§ The task:
Word for word, retype each record shown below.

§ Dataset content:
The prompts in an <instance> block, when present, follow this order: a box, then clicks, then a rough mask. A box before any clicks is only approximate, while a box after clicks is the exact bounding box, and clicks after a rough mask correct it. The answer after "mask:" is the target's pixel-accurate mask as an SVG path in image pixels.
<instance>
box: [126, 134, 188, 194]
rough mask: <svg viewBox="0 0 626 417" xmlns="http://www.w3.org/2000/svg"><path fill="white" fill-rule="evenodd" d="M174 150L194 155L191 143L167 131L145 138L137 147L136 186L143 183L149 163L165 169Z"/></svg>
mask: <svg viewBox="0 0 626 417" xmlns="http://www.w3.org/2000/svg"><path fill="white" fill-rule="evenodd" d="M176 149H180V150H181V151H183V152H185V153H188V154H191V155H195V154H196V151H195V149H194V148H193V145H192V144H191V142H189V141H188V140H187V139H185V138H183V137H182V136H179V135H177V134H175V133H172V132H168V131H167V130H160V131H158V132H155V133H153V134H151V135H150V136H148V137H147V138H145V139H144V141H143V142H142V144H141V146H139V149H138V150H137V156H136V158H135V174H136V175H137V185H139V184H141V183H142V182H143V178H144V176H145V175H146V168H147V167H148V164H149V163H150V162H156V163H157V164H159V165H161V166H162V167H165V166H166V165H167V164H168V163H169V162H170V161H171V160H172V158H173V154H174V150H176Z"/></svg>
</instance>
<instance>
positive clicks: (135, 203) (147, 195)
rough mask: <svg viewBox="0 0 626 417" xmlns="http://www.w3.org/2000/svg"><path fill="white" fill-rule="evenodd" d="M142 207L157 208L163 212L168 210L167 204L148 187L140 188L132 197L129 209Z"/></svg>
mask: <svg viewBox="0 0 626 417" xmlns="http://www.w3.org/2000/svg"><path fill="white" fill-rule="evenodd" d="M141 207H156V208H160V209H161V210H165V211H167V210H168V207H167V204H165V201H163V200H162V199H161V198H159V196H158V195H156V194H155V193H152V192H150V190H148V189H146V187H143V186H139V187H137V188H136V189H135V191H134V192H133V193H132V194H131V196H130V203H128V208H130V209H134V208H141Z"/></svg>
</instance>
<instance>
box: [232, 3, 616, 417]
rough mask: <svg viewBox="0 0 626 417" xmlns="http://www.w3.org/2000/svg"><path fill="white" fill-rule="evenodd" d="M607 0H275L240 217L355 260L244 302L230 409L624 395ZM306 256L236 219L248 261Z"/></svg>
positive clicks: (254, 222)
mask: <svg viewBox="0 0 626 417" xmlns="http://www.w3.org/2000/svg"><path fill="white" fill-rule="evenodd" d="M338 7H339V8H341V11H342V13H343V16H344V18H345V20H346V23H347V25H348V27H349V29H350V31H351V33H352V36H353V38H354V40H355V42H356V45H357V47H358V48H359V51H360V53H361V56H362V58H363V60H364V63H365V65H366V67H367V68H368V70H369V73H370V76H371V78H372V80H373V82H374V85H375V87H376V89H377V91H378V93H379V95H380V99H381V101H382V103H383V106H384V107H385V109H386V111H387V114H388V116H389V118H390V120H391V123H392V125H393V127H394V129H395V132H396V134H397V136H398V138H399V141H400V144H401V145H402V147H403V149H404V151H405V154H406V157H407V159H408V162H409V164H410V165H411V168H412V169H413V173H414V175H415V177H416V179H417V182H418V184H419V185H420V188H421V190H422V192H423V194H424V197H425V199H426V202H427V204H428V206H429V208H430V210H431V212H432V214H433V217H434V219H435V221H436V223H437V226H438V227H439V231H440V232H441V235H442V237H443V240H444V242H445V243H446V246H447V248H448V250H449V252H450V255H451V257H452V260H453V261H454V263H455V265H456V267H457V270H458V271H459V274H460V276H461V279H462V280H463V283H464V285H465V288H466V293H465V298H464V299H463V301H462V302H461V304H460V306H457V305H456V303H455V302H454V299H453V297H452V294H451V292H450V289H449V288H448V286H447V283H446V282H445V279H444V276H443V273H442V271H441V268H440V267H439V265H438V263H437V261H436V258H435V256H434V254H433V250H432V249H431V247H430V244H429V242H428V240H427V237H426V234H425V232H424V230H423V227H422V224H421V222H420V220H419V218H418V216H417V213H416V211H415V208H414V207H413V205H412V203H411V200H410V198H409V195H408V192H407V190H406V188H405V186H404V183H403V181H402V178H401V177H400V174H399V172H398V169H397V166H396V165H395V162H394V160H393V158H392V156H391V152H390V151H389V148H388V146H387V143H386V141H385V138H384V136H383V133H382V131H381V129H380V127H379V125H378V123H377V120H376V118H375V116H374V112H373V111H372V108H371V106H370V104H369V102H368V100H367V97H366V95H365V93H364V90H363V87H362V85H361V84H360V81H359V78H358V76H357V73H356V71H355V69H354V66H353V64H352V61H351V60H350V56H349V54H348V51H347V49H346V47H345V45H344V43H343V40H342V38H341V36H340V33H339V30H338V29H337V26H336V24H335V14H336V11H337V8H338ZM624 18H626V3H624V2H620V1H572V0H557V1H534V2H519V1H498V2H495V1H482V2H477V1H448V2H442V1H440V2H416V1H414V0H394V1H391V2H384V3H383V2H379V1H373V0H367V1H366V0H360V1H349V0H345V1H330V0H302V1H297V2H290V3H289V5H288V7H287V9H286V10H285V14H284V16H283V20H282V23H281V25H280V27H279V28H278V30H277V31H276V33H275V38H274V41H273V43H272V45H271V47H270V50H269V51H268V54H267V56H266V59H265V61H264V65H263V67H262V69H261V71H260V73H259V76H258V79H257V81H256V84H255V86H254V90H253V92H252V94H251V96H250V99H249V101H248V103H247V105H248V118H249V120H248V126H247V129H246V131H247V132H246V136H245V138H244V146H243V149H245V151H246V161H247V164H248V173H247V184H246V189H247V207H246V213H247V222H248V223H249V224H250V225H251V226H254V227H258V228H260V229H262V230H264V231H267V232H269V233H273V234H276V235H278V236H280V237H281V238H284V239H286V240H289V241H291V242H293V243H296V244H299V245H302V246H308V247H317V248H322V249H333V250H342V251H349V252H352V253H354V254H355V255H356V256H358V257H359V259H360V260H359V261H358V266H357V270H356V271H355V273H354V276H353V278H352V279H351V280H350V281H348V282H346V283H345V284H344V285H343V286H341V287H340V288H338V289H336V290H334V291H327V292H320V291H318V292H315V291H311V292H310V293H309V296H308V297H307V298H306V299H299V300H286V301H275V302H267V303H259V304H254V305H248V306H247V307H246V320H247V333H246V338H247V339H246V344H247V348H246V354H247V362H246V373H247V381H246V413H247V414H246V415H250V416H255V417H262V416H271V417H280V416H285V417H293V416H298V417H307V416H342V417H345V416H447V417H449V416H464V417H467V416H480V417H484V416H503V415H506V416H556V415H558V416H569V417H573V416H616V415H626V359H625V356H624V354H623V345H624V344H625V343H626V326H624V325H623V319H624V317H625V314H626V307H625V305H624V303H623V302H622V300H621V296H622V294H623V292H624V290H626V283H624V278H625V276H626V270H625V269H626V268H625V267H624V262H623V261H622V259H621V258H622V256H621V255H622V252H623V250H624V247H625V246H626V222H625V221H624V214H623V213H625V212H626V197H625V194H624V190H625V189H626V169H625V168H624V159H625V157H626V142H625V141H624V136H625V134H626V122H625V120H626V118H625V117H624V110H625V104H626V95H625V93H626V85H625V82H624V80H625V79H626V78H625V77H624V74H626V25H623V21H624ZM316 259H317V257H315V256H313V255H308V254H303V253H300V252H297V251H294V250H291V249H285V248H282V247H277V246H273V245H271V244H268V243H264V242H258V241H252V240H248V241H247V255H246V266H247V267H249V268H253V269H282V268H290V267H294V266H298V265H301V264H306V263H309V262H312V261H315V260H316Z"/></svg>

§ Finished exercise:
The prompts in an <instance> block, when present, follow this order: a box, then clicks, then a rough mask. A box before any clicks is only approximate, while a box after clicks is the exact bounding box, and clicks after a rough mask correct it. The answer after "mask:" is the target's pixel-accurate mask as an SVG path in image pixels.
<instance>
box: [126, 134, 188, 194]
rough mask: <svg viewBox="0 0 626 417" xmlns="http://www.w3.org/2000/svg"><path fill="white" fill-rule="evenodd" d="M174 150L194 155L191 143L167 131L145 138L137 147L136 186L143 183L149 163L165 169Z"/></svg>
mask: <svg viewBox="0 0 626 417" xmlns="http://www.w3.org/2000/svg"><path fill="white" fill-rule="evenodd" d="M176 149H180V150H181V151H183V152H185V153H188V154H191V155H195V154H196V151H195V149H194V148H193V145H192V144H191V142H189V141H188V140H187V139H185V138H183V137H182V136H179V135H177V134H175V133H172V132H168V131H167V130H160V131H158V132H155V133H153V134H151V135H150V136H148V137H147V138H145V139H144V141H143V142H142V144H141V146H139V149H138V150H137V156H136V158H135V174H136V175H137V185H139V184H141V183H142V182H143V178H144V176H145V175H146V168H147V167H148V164H149V163H150V162H156V163H157V164H159V165H161V166H162V167H165V166H166V165H167V164H168V163H169V162H170V161H171V160H172V158H173V154H174V150H176Z"/></svg>
</instance>
<instance>
positive clicks: (135, 203) (147, 195)
rough mask: <svg viewBox="0 0 626 417" xmlns="http://www.w3.org/2000/svg"><path fill="white" fill-rule="evenodd" d="M142 207L157 208L163 212L168 210L167 204L148 187L140 188L132 197L129 209Z"/></svg>
mask: <svg viewBox="0 0 626 417" xmlns="http://www.w3.org/2000/svg"><path fill="white" fill-rule="evenodd" d="M141 207H156V208H160V209H161V210H165V211H167V210H168V207H167V204H165V201H163V200H162V199H161V198H159V196H158V195H156V194H155V193H152V192H150V190H148V189H146V187H143V186H139V187H137V188H136V189H135V191H134V192H133V193H132V194H131V196H130V203H128V208H130V209H134V208H141Z"/></svg>
</instance>
<instance>
box: [232, 3, 616, 417]
rough mask: <svg viewBox="0 0 626 417" xmlns="http://www.w3.org/2000/svg"><path fill="white" fill-rule="evenodd" d="M607 0H275L240 217L355 260L244 302L230 409L624 395ZM306 256L236 219L248 261Z"/></svg>
positive clicks: (254, 222)
mask: <svg viewBox="0 0 626 417" xmlns="http://www.w3.org/2000/svg"><path fill="white" fill-rule="evenodd" d="M338 7H339V8H341V11H342V13H343V16H344V18H345V20H346V23H347V25H348V27H349V29H350V31H351V33H352V36H353V38H354V40H355V42H356V45H357V47H358V48H359V51H360V53H361V56H362V58H363V60H364V63H365V65H366V67H367V68H368V70H369V73H370V76H371V78H372V80H373V82H374V85H375V87H376V89H377V91H378V93H379V95H380V99H381V101H382V103H383V106H384V107H385V109H386V111H387V114H388V116H389V118H390V120H391V123H392V125H393V127H394V129H395V132H396V134H397V136H398V138H399V141H400V144H401V145H402V147H403V149H404V151H405V154H406V157H407V159H408V162H409V164H410V165H411V168H412V169H413V173H414V175H415V177H416V179H417V182H418V184H419V185H420V188H421V190H422V192H423V194H424V197H425V199H426V202H427V204H428V206H429V208H430V210H431V212H432V214H433V217H434V219H435V221H436V223H437V226H438V227H439V231H440V232H441V235H442V237H443V240H444V242H445V243H446V246H447V248H448V250H449V252H450V255H451V257H452V260H453V261H454V263H455V265H456V267H457V270H458V271H459V274H460V276H461V279H462V280H463V283H464V285H465V288H466V293H465V298H464V299H463V301H462V302H461V304H460V306H457V305H456V303H455V302H454V299H453V297H452V294H451V292H450V289H449V288H448V286H447V283H446V282H445V279H444V276H443V273H442V271H441V268H440V267H439V265H438V263H437V261H436V258H435V256H434V254H433V250H432V249H431V247H430V244H429V242H428V240H427V237H426V234H425V232H424V230H423V227H422V224H421V222H420V220H419V218H418V216H417V213H416V211H415V208H414V207H413V205H412V203H411V200H410V198H409V195H408V192H407V190H406V188H405V186H404V183H403V181H402V178H401V177H400V174H399V172H398V169H397V166H396V165H395V162H394V160H393V158H392V156H391V152H390V151H389V148H388V146H387V143H386V141H385V138H384V136H383V133H382V131H381V129H380V127H379V125H378V123H377V120H376V118H375V116H374V112H373V111H372V108H371V106H370V104H369V102H368V100H367V97H366V95H365V93H364V90H363V87H362V85H361V84H360V81H359V78H358V76H357V73H356V71H355V69H354V66H353V64H352V61H351V60H350V56H349V54H348V51H347V49H346V47H345V45H344V43H343V40H342V38H341V36H340V33H339V30H338V29H337V26H336V24H335V14H336V11H337V8H338ZM624 18H626V3H624V2H620V1H572V0H557V1H534V2H519V1H498V2H495V1H482V2H477V1H448V2H442V1H440V2H416V1H414V0H394V1H391V2H384V3H383V2H379V1H373V0H367V1H366V0H360V1H349V0H345V1H330V0H302V1H297V2H290V3H289V5H288V7H287V9H286V10H285V14H284V16H283V20H282V23H281V25H280V27H279V28H278V30H277V31H276V33H275V38H274V41H273V43H272V45H271V47H270V50H269V51H268V54H267V56H266V59H265V61H264V65H263V67H262V69H261V71H260V73H259V76H258V79H257V81H256V84H255V86H254V90H253V92H252V94H251V96H250V99H249V101H248V103H247V105H248V118H249V120H248V126H247V129H246V131H247V132H246V136H245V138H244V146H243V149H245V151H246V161H247V164H248V173H247V184H246V189H247V207H246V213H247V222H248V223H249V224H250V225H251V226H254V227H258V228H260V229H262V230H264V231H267V232H269V233H273V234H276V235H278V236H280V237H281V238H284V239H286V240H289V241H291V242H293V243H296V244H299V245H302V246H308V247H317V248H322V249H333V250H342V251H349V252H352V253H354V254H355V255H356V256H358V257H359V259H360V260H359V261H358V266H357V270H356V271H355V273H354V276H353V278H352V279H351V280H350V281H348V282H346V283H345V284H344V285H343V286H341V287H340V288H338V289H336V290H334V291H327V292H320V291H318V292H315V291H311V292H310V293H309V296H308V297H307V298H306V299H299V300H286V301H275V302H267V303H259V304H254V305H248V306H247V307H246V320H247V333H246V338H247V339H246V344H247V348H246V354H247V362H246V373H247V381H246V413H247V414H246V415H250V416H255V417H262V416H271V417H280V416H285V417H293V416H298V417H307V416H342V417H345V416H447V417H449V416H464V417H467V416H480V417H484V416H503V415H506V416H556V415H558V416H569V417H573V416H616V415H626V359H625V356H624V354H623V345H624V344H625V343H626V326H624V325H623V319H624V317H625V314H626V307H625V305H624V303H623V302H622V300H621V296H622V294H623V292H624V290H626V283H624V278H625V276H626V270H625V269H626V268H625V267H624V262H623V261H622V259H621V258H622V256H621V255H622V252H623V250H624V247H625V246H626V222H625V221H624V214H623V213H625V212H626V197H625V194H624V190H625V189H626V169H625V168H624V159H625V157H626V142H625V141H624V136H625V134H626V122H625V120H626V118H625V117H624V110H625V104H626V95H625V93H626V85H625V82H624V80H625V79H626V78H625V77H624V74H626V25H623V21H624ZM316 259H317V257H315V256H313V255H308V254H303V253H300V252H297V251H294V250H291V249H285V248H282V247H277V246H273V245H271V244H268V243H264V242H258V241H252V240H248V241H247V255H246V266H247V267H249V268H253V269H282V268H290V267H294V266H298V265H301V264H306V263H309V262H312V261H315V260H316Z"/></svg>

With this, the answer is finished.